> [SET TASK] Starting with the line containing "Would you be so kind as to locate the orange" and going on through the end of the records, render only those records as a two-column CSV headed text and answer, one row per text and its answer, with each field quoted and line breaks turned into spaces. Leave the pictures out.

> [RECORDS SUPPLIED]
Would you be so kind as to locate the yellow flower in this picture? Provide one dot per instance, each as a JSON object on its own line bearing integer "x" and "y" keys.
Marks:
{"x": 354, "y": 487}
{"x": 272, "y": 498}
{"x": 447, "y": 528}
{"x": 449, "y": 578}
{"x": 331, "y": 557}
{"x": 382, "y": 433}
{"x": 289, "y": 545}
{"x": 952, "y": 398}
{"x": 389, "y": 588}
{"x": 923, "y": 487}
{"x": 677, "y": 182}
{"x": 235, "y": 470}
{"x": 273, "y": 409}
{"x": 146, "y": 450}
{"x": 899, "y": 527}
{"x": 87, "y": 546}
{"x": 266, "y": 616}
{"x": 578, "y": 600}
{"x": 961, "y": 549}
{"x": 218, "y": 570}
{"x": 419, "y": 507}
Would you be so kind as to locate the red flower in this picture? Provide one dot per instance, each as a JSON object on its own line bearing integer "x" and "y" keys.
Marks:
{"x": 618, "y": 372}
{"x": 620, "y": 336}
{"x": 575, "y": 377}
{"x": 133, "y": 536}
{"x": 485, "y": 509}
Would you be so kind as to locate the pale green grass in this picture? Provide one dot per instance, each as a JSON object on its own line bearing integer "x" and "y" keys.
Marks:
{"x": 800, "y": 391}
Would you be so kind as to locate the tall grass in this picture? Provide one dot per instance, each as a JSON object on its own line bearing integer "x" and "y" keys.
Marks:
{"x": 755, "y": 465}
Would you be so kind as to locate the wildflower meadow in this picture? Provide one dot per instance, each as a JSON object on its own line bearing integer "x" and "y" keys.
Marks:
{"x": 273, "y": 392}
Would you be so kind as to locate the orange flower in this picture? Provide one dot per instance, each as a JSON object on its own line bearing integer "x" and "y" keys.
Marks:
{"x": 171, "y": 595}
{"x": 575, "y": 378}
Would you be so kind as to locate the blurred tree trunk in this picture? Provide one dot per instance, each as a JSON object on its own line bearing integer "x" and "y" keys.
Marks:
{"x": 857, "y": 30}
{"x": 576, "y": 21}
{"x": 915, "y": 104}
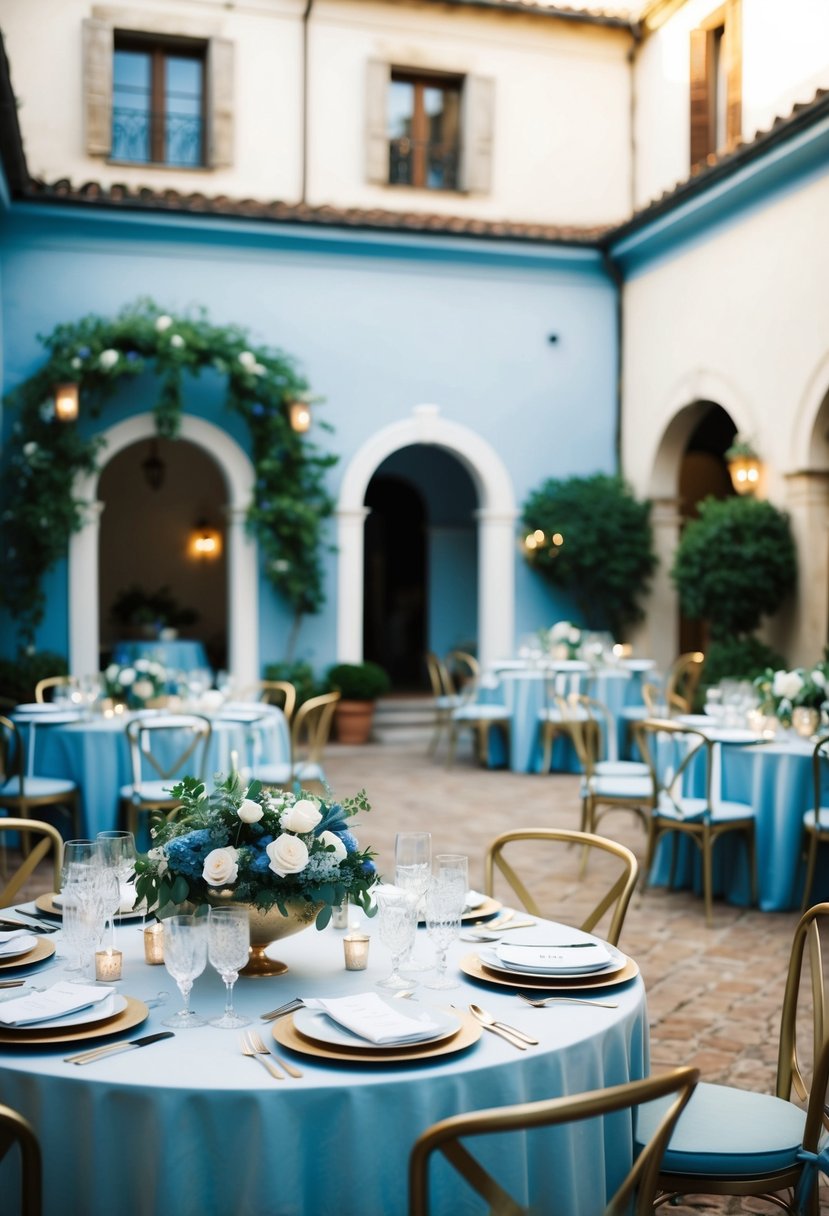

> [PROBLEM SOLUTION]
text,answer
"Would you be so kind as to locate the orange flower in this picture? Provide one dot per instance, each as a JSON object on its own line bearing integer ""x"" and ""y"" keys. Marks:","{""x"": 171, ""y"": 595} {""x"": 575, ""y"": 378}"
"Would you be so kind as to locate the blurred tree trunk in this picture? Provide one dot per instance, each as a JSON object on its own line bearing integer ""x"" and ""y"" keys. Marks:","{""x"": 857, ""y"": 30} {""x"": 576, ""y"": 21} {""x"": 915, ""y"": 104}"